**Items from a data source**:
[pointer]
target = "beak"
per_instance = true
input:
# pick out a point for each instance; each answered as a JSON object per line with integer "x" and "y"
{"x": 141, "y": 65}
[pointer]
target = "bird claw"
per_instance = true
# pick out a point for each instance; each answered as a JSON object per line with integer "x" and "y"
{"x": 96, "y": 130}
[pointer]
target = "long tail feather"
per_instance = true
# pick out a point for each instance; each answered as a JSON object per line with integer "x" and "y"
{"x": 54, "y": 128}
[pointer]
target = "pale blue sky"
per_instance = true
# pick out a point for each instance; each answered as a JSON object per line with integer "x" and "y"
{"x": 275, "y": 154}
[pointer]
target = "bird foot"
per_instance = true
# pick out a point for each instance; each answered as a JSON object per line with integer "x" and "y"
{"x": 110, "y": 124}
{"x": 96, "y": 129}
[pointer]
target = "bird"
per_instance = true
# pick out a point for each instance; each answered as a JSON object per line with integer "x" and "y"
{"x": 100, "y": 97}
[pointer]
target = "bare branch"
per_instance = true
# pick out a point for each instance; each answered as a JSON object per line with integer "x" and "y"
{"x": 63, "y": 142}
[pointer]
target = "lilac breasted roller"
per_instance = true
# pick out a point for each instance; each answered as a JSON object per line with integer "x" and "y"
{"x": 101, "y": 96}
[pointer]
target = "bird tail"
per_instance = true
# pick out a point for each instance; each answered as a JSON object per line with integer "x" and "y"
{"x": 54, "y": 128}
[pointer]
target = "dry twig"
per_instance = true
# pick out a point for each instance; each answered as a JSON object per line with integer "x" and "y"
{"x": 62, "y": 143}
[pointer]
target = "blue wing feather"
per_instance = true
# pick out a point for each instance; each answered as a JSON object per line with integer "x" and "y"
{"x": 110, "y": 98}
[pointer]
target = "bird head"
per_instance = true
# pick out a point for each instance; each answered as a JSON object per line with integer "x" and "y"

**PROBLEM**: Every entry is to be printed exactly as given.

**TASK RESULT**:
[pointer]
target = "beak"
per_instance = true
input:
# pick out a point for each instance; each answered as a JSON object per line with integer "x" and "y"
{"x": 141, "y": 65}
[pointer]
target = "bird claw"
per_instance = true
# pick out a point for each instance; each answered as a JSON object per line with integer "x" and "y"
{"x": 96, "y": 130}
[pointer]
target = "long tail feather"
per_instance = true
# pick out a point for each instance; each answered as a JSON object per line with integer "x" and "y"
{"x": 54, "y": 128}
[pointer]
target = "pale blue sky"
per_instance = true
# pick out a point for each instance; each answered as a JSON object per line with integer "x" and "y"
{"x": 275, "y": 154}
[pointer]
target = "bird foot"
per_instance = true
# pick out a point for each instance; each answered as a JSON object per line with integer "x" and "y"
{"x": 110, "y": 124}
{"x": 96, "y": 129}
[pointer]
target = "bird"
per_instance = true
# pick out a point for each instance; each answered as a JSON object per line with integer "x" and "y"
{"x": 100, "y": 97}
[pointer]
target = "bare branch"
per_instance = true
# pick out a point for each instance; each answered as a JSON object per line with integer "x" and "y"
{"x": 63, "y": 142}
[pointer]
target = "lilac breasted roller"
per_instance = true
# pick out a point for each instance; each answered as a JSON object per line with integer "x" and "y"
{"x": 101, "y": 96}
[pointer]
target = "bird tail"
per_instance = true
# pick out a point for each instance; each answered as a JSON object per line with integer "x" and "y"
{"x": 54, "y": 128}
[pointer]
target = "dry twig"
per_instance = true
# pick out a point for each instance; each answered as a JSON object per line with integer "x" and "y"
{"x": 62, "y": 143}
[pointer]
target = "blue wing feather"
per_instance = true
# pick out a point for each instance; each answered as a JSON object per line with integer "x" and "y"
{"x": 110, "y": 98}
[pointer]
target = "bird head"
per_instance = true
# pick out a point for each instance; each answered as a JSON object per line with integer "x" and "y"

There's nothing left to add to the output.